TRECHO APRESENTADO —
• • • • •

Revista Exame

Jogos vorazes

A 100 dias da Olimpíada, Paris está de pernas para o ar; e a popularidade do governo, no chão. Vai ser uma festa — mas os franceses se perguntam por que se meteram nessa

Emmanuel Macron: o presidente francês aposta no sucesso dos Jogos para se recuperar de recordes negativos de popularidade (Ludovic Marin/AFP/Getty Images)

Emmanuel Macron: o presidente francês aposta no sucesso dos Jogos para se recuperar de recordes negativos de popularidade (Ludovic Marin/AFP/Getty Images)

Amanda Pessoa
Amanda Pessoa

Jornalista

Publicado em 25 de abril de 2024 às 06h00.

Se os Jogos Olímpicos de Paris fossem um espetáculo de cancã, as dançarinas do Moulin ­Rouge estariam de pernas para o ar. Considerando que a cidade está assim há vários meses, com obras por todos os bairros, os parisienses se perguntam como, a cerca de 100 dias do início dos jogos de verão, tudo vai funcionar. Em junho de 2015, quando Paris se candidatou para sediar os Jogos de 2024, o então presidente François Hollande tinha a pretensão de usar a competição para reviver a fase de ouro de Paris. Quando sediou os Jogos de 1924, a cidade era o centro do mundo, lar de escritores como Hemingway, Fiztgerald e ­Gertrude Stein, além de pintores como Picasso, Matisse, Dalí. O plano de Hollande não funcionou nem para ele próprio: com popularidade de 7%, foi o primeiro mandatário da Quinta República a não tentar a reeleição. Seu sucessor, Emmanuel Macron, também bate recordes negativos de avaliação e aposta nos Jogos para impulsionar o orgulho francês, inclusive no quadro de medalhas. Mas, para os franceses, os Jogos vêm sendo tratados como uma coisa tão indesejada quanto recheio num croissant.

• • • • •

DADOS FORNECIDOS —
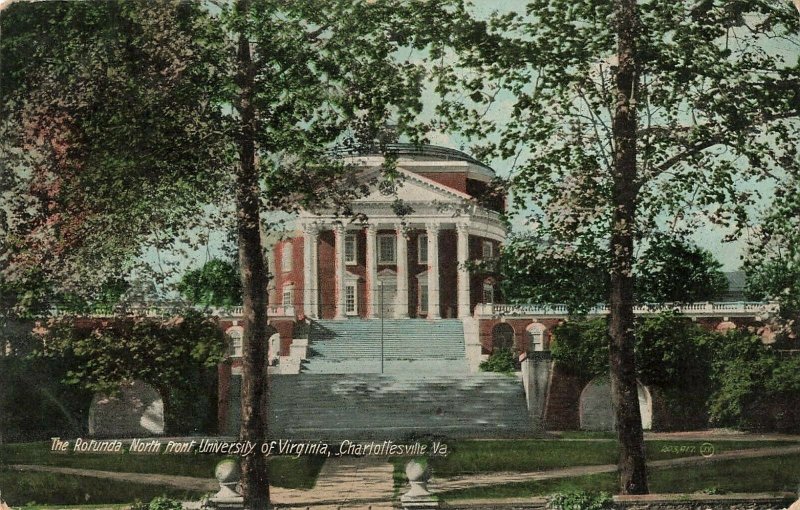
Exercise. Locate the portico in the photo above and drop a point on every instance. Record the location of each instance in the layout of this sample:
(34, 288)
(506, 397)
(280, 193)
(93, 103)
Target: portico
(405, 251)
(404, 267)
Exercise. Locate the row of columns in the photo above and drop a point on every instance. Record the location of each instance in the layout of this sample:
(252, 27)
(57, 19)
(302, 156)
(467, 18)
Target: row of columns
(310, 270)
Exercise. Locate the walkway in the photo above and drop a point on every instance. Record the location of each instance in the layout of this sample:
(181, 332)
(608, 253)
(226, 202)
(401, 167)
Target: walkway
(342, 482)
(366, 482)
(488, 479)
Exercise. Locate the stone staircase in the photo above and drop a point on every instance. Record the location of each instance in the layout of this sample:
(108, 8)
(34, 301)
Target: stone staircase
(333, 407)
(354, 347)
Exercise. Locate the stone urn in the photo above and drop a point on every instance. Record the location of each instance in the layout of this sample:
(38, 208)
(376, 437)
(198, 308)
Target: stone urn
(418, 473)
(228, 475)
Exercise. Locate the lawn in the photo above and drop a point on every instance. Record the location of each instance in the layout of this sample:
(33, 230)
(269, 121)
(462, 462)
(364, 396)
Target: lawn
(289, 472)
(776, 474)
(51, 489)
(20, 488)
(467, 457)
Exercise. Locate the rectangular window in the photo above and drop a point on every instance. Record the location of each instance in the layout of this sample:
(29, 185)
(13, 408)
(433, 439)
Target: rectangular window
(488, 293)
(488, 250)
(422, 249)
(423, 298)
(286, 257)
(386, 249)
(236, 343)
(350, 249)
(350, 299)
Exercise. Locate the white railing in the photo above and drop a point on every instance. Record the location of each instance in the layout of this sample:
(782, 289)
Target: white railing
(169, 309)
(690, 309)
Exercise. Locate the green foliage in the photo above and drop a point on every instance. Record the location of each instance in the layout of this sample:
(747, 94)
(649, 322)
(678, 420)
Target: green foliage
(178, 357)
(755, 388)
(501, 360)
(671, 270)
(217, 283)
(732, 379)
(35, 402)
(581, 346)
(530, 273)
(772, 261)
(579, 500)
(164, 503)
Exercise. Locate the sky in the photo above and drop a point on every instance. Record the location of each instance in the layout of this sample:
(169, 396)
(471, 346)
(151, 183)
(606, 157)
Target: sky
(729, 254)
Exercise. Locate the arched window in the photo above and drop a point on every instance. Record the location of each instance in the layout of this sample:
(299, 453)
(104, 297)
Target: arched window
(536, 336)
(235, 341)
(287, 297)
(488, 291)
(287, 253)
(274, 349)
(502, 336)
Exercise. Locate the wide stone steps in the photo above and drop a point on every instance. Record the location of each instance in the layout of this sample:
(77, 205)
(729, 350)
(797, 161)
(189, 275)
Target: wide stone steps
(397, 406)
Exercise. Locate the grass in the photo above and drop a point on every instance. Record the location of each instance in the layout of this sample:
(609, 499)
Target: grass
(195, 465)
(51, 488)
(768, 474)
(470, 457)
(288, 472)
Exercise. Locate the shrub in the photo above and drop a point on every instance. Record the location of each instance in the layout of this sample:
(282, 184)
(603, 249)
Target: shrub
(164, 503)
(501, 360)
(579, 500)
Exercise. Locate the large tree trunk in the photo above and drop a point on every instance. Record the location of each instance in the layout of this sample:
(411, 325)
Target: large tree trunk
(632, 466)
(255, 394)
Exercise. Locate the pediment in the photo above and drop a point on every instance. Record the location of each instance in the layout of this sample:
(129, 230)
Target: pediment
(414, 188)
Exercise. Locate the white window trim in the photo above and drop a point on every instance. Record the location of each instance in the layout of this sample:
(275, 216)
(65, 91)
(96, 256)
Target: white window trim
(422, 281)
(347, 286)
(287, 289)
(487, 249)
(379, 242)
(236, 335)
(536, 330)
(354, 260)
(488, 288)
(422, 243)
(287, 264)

• • • • •

O QUE SE PEDE — Por favor, edite a reportagem sobre a Olimpíada de Paris: reescreva-a de "Jogos vorazes" até "2024 às 06h00.", inclusive, trocando "popularidade" por "aprovação".

PROBLEMA RESOLVIDO —
Jogos vorazes

A 100 dias da Olimpíada, Paris está de pernas para o ar; e a aprovação do governo, no chão. Vai ser uma festa — mas os franceses se perguntam por que se meteram nessa

Emmanuel Macron: o presidente francês aposta no sucesso dos Jogos para se recuperar de recordes negativos de aprovação (Ludovic Marin/AFP/Getty Images)

Emmanuel Macron: o presidente francês aposta no sucesso dos Jogos para se recuperar de recordes negativos de aprovação (Ludovic Marin/AFP/Getty Images)

Amanda Pessoa
Amanda Pessoa

Jornalista

Publicado em 25 de abril de 2024 às 06h00.